> _Supplied records_
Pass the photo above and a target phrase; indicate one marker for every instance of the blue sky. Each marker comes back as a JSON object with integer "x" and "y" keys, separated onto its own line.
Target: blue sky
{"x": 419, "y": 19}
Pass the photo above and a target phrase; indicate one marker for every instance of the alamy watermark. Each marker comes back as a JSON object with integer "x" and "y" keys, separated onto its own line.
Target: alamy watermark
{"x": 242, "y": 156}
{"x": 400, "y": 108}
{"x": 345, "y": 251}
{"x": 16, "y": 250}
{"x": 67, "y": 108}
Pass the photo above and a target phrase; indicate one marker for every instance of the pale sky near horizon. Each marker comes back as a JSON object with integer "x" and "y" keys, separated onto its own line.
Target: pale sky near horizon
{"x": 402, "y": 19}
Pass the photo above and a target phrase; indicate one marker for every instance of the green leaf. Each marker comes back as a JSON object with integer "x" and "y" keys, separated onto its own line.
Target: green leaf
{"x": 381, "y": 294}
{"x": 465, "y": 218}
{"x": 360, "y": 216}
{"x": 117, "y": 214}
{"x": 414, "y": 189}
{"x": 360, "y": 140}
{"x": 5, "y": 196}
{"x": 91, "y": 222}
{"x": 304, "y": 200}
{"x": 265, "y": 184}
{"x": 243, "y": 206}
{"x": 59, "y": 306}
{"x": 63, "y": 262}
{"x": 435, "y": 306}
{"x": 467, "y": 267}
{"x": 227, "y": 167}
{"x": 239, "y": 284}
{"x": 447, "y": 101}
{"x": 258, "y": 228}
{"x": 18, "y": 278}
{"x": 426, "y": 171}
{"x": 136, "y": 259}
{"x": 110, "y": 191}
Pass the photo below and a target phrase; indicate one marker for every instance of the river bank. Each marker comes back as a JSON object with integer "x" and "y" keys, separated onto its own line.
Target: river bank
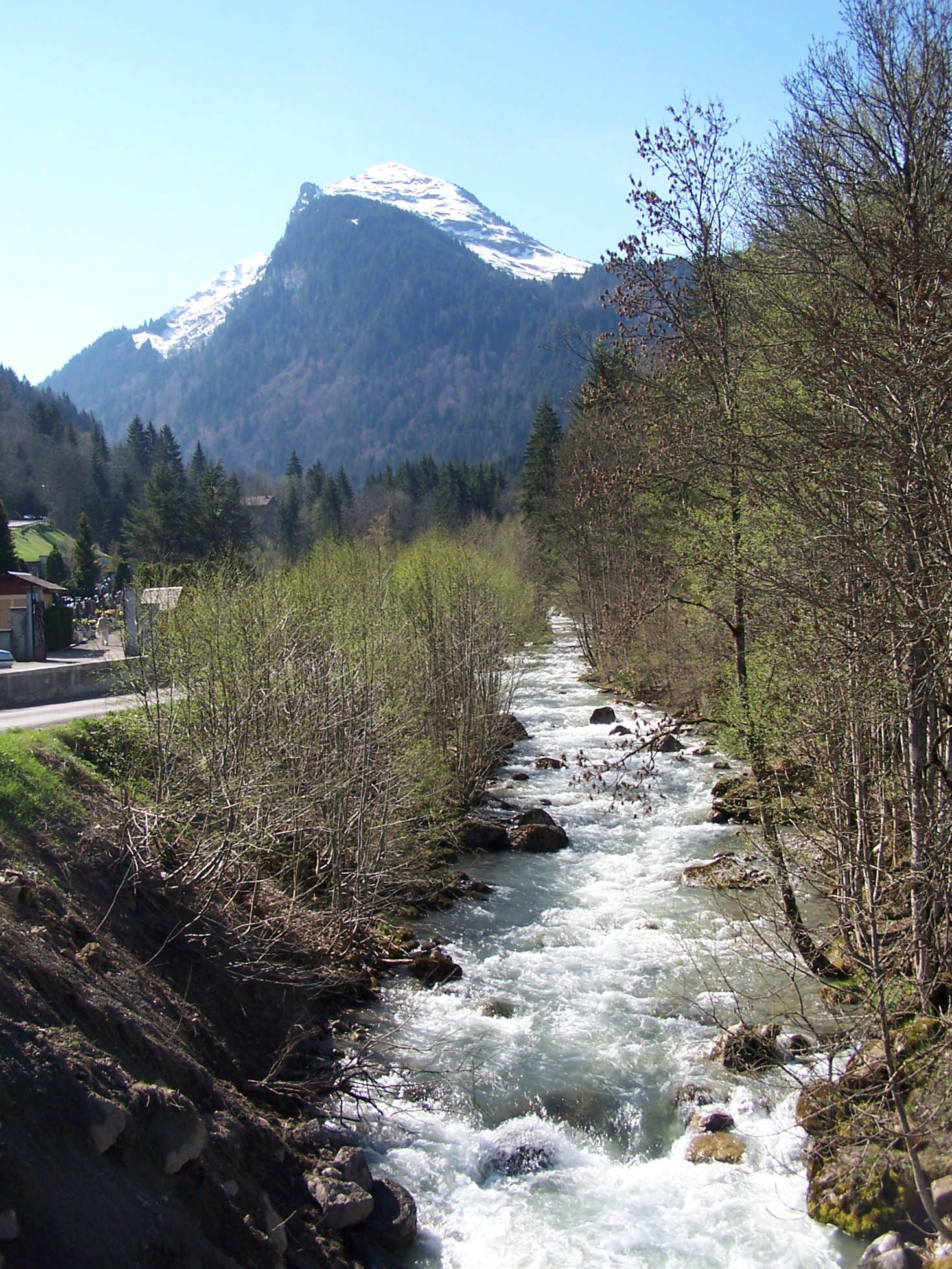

> _What you are asked to do_
Rewrite all of the lines above, changing every "marker" to "point" and leaving everything else as it is. Leave the pictures out.

> _Result_
Pass the photo above and a target phrase; indicate one point for every instance of the blue sky. Each point comes back as a JSON object with integer "x" and "y" keys, separated onto its own line.
Target: blue sky
{"x": 419, "y": 19}
Pass the photo above and a target phrase; indicate one point for every instance of the alamy watermark. Each point comes back as a JSON object with integer "x" and "y" keys, separated onto its own line.
Target: alamy watermark
{"x": 242, "y": 156}
{"x": 400, "y": 108}
{"x": 345, "y": 251}
{"x": 16, "y": 250}
{"x": 67, "y": 108}
Pass the photo above and a target phrase; indicate one point for every instance of the pale sky near horizon. Each point comes back as a JSON object with integer "x" and "y" keys, separated onto its own line.
Target: pale sky near horizon
{"x": 402, "y": 19}
Pass the photo above and a target phrase; indicate one point for every instance of the green leaf. Each point comes back as a JSON object with integer "x" and "y" keys, separated onto its own line.
Target: green leaf
{"x": 381, "y": 294}
{"x": 465, "y": 218}
{"x": 360, "y": 216}
{"x": 117, "y": 214}
{"x": 414, "y": 189}
{"x": 360, "y": 140}
{"x": 5, "y": 196}
{"x": 91, "y": 222}
{"x": 304, "y": 200}
{"x": 265, "y": 184}
{"x": 243, "y": 206}
{"x": 59, "y": 306}
{"x": 63, "y": 262}
{"x": 435, "y": 306}
{"x": 467, "y": 267}
{"x": 227, "y": 167}
{"x": 239, "y": 284}
{"x": 447, "y": 101}
{"x": 258, "y": 228}
{"x": 18, "y": 278}
{"x": 426, "y": 171}
{"x": 136, "y": 259}
{"x": 110, "y": 191}
Pass the photo below and a target phrase; indicate one point for every instance of the river bank. Each point comes back as a JSON object with integer "x" and "y" keys, separated onto its own line.
Target: river bank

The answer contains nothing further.